125th anniversary of Suffrage in New Zealand

An Angel at My Table screens at Venice Film Festival

5 September 1990

Janet Frame (back) poses with the actresses who portrayed her at different ages in An Angel at My Table (Te Ara)

Based on the autobiographies of Janet Frame and originally made as a three-part TV drama, An angel at my table achieved cinematic release in 35 countries and won multiple awards, including a Grand Special Jury prize in Venice.

In an article for British newspaper The Guardian, Campion recalled:

At the Venice Film Festival, the reaction to it was unlike that to any other film of mine, before or after … It was not the best film at the festival, but it was the most loved. When it was awarded the second prize … the crowd wouldn't allow the head of the jury to announce the winner. For 10 minutes they chanted, ‘Angel, Angel, Angel, Angel’. [1]

The visually striking and poetic film follows Frame from childhood through to her growing recognition as an internationally successful writer. It includes powerful portrayals of the trauma she endured throughout her early life, including the misdiagnosis with schizophrenia which led to her receiving electroconvulsive therapy. The film launched the career of New Zealand actress Kerry Fox and encouraged wider readership of Frame’s work.

Three years later Campion won the Palme d’Or at the Cannes Film Festival for her next film, The piano, making her the first (and in 2020 still the only) woman to receive this award.

+-------+

# TASK INSTRUCTIONS:
Summarize the page about An Angel at My Table in two sentences. The data after this text is separate material.

# EXTRACTED INFORMATION:
+-------+

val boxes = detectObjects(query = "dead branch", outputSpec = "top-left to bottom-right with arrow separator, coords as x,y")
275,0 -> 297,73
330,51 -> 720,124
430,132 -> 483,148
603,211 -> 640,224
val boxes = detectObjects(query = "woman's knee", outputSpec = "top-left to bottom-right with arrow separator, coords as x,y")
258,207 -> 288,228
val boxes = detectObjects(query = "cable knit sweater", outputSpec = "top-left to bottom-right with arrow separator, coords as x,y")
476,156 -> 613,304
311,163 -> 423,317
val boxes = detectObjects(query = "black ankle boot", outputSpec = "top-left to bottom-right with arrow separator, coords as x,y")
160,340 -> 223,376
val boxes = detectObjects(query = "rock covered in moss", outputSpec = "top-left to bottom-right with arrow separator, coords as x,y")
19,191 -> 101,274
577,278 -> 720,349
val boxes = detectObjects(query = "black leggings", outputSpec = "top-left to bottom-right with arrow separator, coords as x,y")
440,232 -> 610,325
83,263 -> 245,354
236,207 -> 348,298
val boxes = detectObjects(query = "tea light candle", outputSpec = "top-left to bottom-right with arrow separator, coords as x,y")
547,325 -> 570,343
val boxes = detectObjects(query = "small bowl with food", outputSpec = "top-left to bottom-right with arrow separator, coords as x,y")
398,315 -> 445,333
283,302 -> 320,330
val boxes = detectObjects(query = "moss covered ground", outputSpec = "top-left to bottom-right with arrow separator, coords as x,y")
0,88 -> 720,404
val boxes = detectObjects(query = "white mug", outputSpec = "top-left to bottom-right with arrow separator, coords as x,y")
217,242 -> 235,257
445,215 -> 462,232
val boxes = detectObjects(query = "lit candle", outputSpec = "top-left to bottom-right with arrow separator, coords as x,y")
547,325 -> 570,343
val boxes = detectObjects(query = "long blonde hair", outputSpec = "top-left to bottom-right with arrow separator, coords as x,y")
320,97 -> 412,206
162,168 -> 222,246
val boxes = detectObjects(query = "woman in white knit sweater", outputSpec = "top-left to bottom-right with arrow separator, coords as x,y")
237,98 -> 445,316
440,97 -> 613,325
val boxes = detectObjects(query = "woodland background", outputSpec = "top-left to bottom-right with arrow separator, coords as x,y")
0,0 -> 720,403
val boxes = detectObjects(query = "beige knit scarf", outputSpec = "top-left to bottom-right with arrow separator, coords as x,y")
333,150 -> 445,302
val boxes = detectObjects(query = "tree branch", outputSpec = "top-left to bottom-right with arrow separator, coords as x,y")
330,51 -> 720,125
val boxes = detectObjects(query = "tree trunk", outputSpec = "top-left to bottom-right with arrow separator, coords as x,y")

+-------+

# COMPLETED TASK:
Based on Janet Frame's autobiographies and first made as a three-part TV drama, An Angel at My Table screened at the Venice Film Festival on 5 September 1990 and won multiple awards, including a Grand Special Jury prize there. The film follows Frame from childhood to her recognition as an internationally successful writer, and it launched Kerry Fox's career and encouraged wider readership of Frame's work.